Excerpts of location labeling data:
______
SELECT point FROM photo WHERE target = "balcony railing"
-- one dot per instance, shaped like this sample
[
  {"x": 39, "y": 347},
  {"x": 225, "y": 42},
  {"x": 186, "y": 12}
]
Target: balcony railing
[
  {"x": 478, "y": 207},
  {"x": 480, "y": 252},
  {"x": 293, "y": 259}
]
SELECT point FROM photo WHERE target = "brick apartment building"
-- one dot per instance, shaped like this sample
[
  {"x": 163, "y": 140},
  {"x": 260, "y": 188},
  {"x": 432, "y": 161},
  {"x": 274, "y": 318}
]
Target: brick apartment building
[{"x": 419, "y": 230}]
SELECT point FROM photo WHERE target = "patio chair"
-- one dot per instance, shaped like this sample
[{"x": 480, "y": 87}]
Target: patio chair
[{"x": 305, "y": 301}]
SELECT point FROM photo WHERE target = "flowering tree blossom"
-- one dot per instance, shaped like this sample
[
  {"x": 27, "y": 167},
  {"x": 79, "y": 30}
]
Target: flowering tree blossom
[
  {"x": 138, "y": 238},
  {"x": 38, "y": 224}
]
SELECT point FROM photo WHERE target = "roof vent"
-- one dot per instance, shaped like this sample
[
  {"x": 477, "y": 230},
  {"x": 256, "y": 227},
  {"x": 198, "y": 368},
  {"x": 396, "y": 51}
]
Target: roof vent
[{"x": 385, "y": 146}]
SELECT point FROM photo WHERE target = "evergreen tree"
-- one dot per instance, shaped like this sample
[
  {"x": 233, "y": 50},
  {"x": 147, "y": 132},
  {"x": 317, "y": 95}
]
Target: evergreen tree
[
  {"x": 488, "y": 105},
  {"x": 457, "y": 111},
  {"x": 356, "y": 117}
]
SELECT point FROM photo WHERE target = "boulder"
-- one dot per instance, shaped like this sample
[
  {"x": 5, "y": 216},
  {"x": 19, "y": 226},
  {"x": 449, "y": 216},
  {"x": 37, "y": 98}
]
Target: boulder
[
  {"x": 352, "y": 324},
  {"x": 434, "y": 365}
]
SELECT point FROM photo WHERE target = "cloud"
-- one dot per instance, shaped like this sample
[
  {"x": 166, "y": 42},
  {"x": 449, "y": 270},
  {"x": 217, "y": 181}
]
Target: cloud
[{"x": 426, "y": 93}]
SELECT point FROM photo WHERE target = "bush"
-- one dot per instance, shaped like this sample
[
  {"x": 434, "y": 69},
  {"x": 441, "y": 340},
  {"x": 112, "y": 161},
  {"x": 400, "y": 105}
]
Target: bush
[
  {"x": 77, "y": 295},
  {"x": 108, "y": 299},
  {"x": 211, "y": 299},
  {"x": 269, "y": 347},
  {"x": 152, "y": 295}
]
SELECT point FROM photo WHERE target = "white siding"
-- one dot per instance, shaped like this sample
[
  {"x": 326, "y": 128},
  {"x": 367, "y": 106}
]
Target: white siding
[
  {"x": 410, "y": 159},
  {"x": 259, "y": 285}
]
______
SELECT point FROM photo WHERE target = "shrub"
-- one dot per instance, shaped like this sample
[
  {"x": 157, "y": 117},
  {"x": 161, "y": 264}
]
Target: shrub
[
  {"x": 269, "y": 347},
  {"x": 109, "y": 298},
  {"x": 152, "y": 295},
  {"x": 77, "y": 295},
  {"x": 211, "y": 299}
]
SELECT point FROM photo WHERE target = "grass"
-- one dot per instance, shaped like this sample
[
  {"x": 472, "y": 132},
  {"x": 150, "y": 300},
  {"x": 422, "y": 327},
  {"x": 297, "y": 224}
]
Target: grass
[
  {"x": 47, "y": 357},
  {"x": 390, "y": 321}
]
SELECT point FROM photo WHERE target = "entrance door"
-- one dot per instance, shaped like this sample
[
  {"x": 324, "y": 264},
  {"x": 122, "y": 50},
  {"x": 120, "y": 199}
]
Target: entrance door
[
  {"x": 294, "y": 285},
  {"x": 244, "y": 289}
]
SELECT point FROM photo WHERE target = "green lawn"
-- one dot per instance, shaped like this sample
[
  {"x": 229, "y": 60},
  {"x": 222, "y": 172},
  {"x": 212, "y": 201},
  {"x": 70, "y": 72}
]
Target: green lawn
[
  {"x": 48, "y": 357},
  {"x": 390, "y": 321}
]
______
** GIVEN EXERCISE **
Identify each line in the items above that contains the string "white". Copy every such line.

** ANSWER TO THE PROBLEM **
SELECT point FROM photo WHERE target = "white siding"
Target: white siding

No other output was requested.